● **Short exercise**:
Pick out every line in the items below that contains the word "dress", and copy each one. Case counts.

● **Given data**:
####

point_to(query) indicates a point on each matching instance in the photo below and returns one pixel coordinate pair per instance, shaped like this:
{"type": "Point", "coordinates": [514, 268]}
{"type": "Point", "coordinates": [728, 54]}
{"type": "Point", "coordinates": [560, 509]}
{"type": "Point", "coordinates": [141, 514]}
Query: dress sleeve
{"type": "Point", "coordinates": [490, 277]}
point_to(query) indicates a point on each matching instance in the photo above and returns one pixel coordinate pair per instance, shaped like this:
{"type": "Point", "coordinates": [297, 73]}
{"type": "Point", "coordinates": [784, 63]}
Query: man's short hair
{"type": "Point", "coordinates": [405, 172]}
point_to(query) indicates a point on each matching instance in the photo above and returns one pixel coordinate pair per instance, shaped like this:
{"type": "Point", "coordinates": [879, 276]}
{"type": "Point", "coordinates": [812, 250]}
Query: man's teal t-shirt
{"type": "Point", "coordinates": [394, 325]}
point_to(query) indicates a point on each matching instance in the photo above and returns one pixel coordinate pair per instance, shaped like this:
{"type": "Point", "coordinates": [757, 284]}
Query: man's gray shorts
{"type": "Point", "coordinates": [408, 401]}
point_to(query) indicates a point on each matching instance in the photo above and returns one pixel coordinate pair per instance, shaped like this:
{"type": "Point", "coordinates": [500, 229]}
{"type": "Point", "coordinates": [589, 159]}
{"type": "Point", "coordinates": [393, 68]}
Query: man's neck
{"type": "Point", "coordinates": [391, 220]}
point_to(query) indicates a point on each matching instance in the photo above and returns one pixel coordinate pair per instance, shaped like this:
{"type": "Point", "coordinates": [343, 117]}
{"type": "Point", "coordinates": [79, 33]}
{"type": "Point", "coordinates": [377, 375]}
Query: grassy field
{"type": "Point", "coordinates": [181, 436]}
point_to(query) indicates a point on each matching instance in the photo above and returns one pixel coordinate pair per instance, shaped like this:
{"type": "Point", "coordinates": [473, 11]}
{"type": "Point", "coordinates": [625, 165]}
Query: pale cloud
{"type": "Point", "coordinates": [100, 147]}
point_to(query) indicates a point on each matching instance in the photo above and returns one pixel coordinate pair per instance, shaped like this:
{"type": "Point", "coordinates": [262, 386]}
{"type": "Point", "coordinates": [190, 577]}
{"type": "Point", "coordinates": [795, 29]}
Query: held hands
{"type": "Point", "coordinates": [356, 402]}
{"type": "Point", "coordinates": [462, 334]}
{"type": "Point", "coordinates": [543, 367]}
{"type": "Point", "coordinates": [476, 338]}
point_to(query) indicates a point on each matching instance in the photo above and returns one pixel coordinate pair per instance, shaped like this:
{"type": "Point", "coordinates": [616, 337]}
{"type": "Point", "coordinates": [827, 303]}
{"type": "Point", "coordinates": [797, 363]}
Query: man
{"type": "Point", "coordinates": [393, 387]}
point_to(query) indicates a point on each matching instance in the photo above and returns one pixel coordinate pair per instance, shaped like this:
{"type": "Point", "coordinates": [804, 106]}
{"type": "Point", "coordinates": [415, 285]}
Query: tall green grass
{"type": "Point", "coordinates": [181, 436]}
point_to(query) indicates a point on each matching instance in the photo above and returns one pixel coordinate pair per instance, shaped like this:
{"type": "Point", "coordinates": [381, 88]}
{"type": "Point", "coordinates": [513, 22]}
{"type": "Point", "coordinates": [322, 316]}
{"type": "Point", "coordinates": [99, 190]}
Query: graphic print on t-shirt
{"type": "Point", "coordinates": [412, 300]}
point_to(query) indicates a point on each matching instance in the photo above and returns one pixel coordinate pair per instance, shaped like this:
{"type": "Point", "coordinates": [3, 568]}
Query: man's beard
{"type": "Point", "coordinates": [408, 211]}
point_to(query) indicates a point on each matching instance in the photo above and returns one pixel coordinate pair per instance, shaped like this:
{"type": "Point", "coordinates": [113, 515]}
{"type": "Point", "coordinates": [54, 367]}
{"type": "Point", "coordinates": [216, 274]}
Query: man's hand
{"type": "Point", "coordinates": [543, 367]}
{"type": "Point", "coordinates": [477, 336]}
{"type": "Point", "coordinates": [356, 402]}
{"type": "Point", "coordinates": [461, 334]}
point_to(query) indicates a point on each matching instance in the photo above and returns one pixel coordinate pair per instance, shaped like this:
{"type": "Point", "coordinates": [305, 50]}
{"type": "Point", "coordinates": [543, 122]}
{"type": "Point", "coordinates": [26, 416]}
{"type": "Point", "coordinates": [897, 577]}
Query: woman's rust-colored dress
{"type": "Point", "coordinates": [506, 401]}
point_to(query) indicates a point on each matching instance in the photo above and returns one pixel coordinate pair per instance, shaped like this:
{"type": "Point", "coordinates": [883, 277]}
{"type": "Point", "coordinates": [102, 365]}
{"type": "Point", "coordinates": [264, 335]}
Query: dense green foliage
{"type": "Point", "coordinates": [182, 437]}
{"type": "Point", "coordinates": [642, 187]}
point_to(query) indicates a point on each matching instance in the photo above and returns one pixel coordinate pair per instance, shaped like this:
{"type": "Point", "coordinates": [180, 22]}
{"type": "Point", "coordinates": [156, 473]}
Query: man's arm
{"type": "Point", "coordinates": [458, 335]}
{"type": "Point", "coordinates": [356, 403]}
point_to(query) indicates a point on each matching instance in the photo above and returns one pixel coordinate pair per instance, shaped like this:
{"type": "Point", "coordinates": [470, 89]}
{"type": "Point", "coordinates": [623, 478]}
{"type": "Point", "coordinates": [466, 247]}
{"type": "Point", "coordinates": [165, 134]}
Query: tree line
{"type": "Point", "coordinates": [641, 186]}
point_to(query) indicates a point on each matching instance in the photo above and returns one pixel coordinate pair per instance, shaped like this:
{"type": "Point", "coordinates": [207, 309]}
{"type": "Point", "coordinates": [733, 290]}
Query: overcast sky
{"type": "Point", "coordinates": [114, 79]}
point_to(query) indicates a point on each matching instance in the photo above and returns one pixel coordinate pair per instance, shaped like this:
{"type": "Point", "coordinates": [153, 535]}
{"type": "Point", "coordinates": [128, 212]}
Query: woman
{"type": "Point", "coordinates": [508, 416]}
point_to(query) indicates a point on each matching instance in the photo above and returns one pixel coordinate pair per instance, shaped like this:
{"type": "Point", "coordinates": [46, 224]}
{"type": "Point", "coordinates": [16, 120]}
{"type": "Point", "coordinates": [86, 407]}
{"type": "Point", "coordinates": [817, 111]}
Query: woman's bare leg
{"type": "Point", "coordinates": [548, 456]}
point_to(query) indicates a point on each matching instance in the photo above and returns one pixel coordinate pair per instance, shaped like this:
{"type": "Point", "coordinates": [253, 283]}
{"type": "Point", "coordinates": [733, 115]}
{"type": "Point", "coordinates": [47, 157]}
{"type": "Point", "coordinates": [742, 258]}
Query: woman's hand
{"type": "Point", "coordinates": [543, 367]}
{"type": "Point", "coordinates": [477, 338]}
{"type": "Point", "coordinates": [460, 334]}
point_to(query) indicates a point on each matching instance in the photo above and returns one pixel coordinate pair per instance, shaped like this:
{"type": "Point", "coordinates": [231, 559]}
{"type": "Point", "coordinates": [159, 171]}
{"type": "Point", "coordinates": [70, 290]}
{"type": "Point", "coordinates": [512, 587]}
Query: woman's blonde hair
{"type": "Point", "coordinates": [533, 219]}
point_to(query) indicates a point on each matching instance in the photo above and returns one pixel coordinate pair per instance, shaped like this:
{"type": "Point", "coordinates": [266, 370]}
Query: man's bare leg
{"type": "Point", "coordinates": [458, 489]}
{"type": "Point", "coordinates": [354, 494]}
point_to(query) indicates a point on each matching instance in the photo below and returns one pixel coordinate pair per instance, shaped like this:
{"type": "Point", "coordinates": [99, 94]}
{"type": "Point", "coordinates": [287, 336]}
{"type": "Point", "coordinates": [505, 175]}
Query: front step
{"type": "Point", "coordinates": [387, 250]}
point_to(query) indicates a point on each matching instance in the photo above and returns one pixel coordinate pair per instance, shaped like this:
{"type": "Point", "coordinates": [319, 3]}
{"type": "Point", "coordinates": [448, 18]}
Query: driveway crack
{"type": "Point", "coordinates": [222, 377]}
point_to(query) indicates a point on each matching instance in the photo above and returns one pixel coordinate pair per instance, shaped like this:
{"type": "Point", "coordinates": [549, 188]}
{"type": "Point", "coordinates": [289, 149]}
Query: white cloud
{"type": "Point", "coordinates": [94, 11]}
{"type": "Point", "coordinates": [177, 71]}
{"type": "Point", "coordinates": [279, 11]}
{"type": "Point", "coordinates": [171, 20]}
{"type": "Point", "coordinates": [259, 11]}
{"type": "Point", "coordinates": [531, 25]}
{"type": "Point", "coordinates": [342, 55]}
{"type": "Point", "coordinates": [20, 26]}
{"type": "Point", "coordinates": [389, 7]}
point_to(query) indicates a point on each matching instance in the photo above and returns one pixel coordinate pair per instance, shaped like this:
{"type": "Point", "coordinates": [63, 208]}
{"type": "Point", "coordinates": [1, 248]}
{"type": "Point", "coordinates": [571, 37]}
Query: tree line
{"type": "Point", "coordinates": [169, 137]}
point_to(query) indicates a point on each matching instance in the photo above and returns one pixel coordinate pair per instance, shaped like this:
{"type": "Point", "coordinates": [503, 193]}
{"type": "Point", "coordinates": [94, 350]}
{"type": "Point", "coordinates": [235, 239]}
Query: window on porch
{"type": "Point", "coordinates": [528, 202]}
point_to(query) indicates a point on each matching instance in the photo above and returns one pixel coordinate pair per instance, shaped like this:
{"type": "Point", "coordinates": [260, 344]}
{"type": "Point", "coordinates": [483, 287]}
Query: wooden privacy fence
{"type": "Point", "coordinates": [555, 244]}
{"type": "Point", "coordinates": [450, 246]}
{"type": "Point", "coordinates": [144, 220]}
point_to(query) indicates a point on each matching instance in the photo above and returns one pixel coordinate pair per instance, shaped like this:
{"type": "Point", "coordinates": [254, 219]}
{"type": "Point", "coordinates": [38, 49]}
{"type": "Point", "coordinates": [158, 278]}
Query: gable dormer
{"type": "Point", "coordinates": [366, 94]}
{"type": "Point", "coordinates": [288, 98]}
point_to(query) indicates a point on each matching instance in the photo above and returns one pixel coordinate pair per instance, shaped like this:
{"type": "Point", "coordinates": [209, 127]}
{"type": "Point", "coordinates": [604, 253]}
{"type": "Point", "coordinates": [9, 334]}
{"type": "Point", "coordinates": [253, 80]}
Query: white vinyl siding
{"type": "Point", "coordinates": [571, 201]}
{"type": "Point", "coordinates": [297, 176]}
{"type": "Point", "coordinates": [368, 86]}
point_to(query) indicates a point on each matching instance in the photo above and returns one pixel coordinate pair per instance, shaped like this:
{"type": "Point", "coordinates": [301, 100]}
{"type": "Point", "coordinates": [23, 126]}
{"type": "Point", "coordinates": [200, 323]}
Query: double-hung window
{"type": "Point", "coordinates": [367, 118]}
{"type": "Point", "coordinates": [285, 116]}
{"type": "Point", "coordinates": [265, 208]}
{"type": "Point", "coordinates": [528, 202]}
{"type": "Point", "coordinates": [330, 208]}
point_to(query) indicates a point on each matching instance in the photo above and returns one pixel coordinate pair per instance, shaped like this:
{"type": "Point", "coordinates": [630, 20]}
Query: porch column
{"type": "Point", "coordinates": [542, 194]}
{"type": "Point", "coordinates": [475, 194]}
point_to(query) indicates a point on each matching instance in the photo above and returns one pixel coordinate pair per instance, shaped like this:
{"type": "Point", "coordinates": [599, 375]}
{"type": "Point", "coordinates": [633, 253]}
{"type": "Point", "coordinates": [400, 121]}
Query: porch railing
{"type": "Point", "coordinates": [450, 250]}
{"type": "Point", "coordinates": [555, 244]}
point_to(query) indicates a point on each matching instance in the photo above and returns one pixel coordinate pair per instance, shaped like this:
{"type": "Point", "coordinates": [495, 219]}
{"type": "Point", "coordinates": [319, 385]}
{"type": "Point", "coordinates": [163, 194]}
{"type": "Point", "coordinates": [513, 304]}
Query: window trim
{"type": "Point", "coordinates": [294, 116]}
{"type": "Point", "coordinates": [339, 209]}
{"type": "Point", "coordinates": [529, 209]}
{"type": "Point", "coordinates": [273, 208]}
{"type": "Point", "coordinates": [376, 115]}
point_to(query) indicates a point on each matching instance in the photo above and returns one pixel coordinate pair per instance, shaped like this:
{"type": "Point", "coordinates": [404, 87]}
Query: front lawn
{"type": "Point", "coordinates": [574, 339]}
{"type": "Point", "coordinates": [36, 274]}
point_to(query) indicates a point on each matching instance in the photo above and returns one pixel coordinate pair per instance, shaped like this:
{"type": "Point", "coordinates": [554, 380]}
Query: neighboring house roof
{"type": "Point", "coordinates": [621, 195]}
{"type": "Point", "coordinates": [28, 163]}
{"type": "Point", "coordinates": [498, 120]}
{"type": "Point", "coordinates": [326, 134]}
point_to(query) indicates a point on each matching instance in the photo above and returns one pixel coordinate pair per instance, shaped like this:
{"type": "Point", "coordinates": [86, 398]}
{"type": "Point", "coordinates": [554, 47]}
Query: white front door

####

● **Exercise result**:
Query: dress sleeve
Query: woman's rust-colored dress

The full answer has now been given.